[Items from a dataset]
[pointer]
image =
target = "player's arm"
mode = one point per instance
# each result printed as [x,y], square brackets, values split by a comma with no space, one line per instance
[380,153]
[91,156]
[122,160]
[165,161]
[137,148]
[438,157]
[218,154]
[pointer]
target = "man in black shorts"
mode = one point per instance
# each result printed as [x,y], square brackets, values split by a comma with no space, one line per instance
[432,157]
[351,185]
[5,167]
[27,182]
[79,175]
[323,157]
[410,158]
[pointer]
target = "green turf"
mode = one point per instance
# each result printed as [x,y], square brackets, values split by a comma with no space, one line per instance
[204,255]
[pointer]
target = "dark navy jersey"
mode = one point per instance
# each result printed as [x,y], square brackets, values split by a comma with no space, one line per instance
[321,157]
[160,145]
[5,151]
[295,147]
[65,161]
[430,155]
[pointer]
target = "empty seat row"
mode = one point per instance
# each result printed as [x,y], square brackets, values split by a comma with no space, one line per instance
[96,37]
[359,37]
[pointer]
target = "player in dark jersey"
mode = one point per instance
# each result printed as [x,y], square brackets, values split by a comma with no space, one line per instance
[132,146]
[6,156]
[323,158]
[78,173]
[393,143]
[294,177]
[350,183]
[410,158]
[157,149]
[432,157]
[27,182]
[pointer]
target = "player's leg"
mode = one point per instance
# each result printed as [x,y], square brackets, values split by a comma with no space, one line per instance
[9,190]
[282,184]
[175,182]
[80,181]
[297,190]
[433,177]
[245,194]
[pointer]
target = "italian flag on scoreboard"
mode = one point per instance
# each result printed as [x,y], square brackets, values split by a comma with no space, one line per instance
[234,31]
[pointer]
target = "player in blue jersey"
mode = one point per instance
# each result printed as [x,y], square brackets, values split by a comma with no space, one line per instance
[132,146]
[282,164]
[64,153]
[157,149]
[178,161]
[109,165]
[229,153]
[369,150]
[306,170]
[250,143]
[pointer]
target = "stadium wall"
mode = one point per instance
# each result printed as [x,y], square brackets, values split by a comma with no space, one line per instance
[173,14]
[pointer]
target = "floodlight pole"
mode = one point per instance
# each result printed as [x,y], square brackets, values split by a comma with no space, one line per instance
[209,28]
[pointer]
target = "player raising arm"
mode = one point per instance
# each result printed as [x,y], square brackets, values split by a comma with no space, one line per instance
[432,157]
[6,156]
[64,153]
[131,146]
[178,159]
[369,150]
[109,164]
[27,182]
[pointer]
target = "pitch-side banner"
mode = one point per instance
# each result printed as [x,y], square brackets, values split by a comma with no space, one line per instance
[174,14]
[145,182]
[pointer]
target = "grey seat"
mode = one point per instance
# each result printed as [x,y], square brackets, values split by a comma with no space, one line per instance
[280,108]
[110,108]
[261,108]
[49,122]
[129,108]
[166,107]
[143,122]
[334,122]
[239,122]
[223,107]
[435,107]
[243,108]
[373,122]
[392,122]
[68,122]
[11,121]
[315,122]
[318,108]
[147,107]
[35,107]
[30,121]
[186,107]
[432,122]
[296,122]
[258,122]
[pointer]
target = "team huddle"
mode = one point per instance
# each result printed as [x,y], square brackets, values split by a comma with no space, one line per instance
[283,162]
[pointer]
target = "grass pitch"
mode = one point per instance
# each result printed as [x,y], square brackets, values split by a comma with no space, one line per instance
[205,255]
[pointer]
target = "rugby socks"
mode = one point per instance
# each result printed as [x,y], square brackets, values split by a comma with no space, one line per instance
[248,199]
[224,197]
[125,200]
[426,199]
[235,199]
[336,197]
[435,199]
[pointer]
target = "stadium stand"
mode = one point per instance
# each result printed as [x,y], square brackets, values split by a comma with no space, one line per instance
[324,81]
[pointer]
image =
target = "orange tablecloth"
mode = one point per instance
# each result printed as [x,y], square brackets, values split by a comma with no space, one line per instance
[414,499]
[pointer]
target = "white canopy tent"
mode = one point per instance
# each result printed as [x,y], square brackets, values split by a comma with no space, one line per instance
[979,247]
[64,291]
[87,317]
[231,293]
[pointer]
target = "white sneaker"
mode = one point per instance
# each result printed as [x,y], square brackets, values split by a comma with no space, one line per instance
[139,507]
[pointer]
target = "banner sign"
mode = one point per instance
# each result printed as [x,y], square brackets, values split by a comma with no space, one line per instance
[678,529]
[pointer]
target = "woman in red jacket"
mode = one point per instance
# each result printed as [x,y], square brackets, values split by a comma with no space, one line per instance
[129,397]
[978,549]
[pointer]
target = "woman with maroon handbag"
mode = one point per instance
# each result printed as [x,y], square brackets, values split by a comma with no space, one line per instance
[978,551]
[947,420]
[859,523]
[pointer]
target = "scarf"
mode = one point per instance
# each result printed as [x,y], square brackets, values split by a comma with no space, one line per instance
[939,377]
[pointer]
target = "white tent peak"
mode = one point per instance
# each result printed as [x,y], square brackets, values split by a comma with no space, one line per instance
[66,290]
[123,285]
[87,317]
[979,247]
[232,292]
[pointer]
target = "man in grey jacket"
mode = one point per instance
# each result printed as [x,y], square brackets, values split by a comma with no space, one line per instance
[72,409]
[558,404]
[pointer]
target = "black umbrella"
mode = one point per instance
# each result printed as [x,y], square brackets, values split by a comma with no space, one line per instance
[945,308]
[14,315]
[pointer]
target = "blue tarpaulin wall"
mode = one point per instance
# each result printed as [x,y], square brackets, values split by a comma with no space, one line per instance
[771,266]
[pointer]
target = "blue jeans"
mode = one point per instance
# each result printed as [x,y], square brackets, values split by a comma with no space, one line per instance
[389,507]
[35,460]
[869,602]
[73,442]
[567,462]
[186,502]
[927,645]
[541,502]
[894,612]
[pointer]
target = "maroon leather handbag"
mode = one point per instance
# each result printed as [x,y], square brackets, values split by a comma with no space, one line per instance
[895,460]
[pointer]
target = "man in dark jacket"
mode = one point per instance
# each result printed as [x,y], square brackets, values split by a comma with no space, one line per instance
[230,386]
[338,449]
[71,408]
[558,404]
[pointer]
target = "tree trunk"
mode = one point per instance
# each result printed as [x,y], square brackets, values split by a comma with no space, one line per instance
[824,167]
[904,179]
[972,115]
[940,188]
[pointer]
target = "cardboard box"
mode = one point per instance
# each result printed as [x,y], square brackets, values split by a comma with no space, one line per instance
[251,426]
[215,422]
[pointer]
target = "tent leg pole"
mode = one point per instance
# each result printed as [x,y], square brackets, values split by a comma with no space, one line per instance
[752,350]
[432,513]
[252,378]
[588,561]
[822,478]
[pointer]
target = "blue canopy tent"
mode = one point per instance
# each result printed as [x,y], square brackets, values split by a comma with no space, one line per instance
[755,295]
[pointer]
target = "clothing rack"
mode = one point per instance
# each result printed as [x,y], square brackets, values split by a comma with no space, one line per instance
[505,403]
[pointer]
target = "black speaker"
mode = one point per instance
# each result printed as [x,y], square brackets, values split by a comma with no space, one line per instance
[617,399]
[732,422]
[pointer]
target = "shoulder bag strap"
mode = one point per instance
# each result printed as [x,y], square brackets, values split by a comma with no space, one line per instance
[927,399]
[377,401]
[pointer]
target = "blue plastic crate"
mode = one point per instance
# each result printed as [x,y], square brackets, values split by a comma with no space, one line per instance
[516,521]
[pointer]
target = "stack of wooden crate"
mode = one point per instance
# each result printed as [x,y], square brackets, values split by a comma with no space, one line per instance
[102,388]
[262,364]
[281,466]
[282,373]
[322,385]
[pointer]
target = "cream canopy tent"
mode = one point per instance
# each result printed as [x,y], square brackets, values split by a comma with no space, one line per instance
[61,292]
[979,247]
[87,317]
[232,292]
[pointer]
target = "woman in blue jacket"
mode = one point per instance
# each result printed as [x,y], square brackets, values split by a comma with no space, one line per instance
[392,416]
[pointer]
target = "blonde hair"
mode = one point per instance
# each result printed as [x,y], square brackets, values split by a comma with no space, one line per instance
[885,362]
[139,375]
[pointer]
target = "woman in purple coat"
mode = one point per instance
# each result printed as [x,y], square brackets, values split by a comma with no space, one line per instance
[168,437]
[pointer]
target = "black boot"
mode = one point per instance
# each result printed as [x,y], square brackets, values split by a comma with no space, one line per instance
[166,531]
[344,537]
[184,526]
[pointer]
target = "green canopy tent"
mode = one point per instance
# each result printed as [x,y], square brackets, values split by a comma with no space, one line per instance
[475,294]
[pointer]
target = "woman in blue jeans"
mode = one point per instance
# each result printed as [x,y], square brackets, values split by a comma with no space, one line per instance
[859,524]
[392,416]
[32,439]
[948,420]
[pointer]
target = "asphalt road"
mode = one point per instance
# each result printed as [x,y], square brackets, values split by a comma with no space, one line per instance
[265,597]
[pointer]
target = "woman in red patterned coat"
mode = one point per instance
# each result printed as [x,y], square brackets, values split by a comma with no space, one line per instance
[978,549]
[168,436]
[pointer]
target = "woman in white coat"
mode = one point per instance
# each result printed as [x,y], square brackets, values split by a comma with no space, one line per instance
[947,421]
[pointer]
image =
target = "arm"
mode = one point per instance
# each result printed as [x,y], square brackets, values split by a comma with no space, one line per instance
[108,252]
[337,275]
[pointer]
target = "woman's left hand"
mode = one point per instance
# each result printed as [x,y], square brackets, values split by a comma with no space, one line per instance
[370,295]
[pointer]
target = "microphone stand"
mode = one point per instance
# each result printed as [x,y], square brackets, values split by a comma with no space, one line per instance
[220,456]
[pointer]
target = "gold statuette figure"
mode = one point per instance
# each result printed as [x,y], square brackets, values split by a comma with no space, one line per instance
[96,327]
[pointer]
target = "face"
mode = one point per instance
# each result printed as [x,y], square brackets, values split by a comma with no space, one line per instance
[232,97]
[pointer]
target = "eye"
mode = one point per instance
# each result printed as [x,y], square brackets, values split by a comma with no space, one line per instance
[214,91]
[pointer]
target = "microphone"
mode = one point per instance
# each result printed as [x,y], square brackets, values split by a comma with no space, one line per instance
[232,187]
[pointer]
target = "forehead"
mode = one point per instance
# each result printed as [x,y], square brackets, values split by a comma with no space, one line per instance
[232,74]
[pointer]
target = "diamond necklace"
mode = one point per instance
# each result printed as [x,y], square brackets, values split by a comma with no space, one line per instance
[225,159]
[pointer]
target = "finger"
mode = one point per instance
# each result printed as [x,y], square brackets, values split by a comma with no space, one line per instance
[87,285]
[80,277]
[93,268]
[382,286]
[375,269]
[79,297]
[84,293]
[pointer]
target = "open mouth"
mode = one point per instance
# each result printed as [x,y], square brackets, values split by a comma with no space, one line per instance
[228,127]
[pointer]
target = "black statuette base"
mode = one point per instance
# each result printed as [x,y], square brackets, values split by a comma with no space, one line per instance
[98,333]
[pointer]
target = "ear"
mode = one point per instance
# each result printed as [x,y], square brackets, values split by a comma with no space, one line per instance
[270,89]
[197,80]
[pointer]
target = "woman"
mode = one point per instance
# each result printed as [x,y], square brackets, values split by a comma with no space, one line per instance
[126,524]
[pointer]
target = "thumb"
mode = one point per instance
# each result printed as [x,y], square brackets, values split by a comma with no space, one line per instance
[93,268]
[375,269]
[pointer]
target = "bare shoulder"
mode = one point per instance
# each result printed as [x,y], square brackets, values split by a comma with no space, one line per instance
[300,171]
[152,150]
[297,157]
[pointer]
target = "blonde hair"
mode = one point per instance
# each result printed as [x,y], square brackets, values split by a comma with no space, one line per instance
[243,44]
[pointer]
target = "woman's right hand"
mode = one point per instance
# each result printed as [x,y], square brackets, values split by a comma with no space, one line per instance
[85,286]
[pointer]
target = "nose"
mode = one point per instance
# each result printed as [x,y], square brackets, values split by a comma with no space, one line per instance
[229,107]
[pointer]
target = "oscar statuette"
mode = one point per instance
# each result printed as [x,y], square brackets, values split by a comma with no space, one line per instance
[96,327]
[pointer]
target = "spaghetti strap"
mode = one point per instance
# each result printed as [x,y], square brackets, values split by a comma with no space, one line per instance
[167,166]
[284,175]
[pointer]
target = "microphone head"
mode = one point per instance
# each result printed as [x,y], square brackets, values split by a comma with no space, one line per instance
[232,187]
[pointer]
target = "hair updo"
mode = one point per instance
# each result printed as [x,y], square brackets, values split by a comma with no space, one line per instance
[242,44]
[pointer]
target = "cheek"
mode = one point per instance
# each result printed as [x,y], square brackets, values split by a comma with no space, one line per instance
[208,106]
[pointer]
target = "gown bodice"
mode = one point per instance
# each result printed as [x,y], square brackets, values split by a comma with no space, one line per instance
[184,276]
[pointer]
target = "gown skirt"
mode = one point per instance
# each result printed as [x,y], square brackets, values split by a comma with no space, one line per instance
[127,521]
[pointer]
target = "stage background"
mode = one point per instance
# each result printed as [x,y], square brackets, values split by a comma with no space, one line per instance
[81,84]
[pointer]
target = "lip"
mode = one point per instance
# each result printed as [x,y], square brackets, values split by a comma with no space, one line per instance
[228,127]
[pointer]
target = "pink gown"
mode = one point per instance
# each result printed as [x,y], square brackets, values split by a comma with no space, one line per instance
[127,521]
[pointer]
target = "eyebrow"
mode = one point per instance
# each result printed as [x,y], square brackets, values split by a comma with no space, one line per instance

> [Work to be completed]
Collect every line in the items above that contains the string "stadium". Matching is case-sensitive.

> [Expected answer]
target = "stadium wall"
target = "stadium stand"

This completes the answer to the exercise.